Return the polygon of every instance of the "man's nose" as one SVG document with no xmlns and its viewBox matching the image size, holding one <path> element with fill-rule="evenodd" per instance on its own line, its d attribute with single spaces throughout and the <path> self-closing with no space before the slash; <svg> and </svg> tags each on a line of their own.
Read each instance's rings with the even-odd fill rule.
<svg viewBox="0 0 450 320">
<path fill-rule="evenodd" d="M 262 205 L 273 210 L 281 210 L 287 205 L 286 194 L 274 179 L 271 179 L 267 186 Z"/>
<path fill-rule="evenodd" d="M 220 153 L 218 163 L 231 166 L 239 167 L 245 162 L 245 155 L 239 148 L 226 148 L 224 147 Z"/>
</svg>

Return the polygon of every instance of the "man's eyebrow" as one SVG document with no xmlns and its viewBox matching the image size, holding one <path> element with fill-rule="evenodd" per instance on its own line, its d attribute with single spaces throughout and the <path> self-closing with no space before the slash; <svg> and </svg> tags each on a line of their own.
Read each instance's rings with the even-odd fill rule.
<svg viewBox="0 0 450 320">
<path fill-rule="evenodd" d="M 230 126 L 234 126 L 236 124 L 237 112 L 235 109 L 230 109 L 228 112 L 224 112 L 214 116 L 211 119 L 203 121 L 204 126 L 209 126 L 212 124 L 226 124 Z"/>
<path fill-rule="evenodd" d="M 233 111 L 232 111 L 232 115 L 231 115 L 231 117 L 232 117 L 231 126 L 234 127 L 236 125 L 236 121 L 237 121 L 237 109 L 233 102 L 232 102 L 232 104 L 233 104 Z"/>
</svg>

What to work on:
Print the material once more, exactly as it appears.

Solved problem:
Return the polygon of every instance of the "man's nose" as one SVG document with no xmlns and its viewBox matching the image size, holding one <path> element with fill-rule="evenodd" per instance on its own line, its d attribute with single spaces throughout and the <path> self-closing with no space before the slash; <svg> and </svg> tags each on a line of their own.
Read each instance's rings with the even-odd fill rule.
<svg viewBox="0 0 450 320">
<path fill-rule="evenodd" d="M 262 205 L 273 210 L 281 210 L 287 205 L 286 194 L 274 179 L 271 179 L 267 186 Z"/>
<path fill-rule="evenodd" d="M 220 153 L 218 163 L 231 166 L 239 167 L 245 162 L 245 155 L 239 148 L 226 148 L 224 147 Z"/>
</svg>

Return the polygon of every instance of the "man's eyebrow" as one SVG document with no xmlns and its viewBox matching the image size, holding one <path> element with fill-rule="evenodd" per instance on its own line, its d attribute with single spaces throughout and the <path> self-closing with no space before the slash; <svg> and </svg> tags each on a line of their own.
Read each instance's rings with the even-odd fill rule.
<svg viewBox="0 0 450 320">
<path fill-rule="evenodd" d="M 230 126 L 234 126 L 236 124 L 237 112 L 235 109 L 230 109 L 228 112 L 224 112 L 214 116 L 211 119 L 203 121 L 204 126 L 209 126 L 212 124 L 226 124 Z"/>
<path fill-rule="evenodd" d="M 233 111 L 232 111 L 232 115 L 231 115 L 231 117 L 232 117 L 231 126 L 234 127 L 236 125 L 236 121 L 237 121 L 237 109 L 233 102 L 232 102 L 232 104 L 233 104 Z"/>
</svg>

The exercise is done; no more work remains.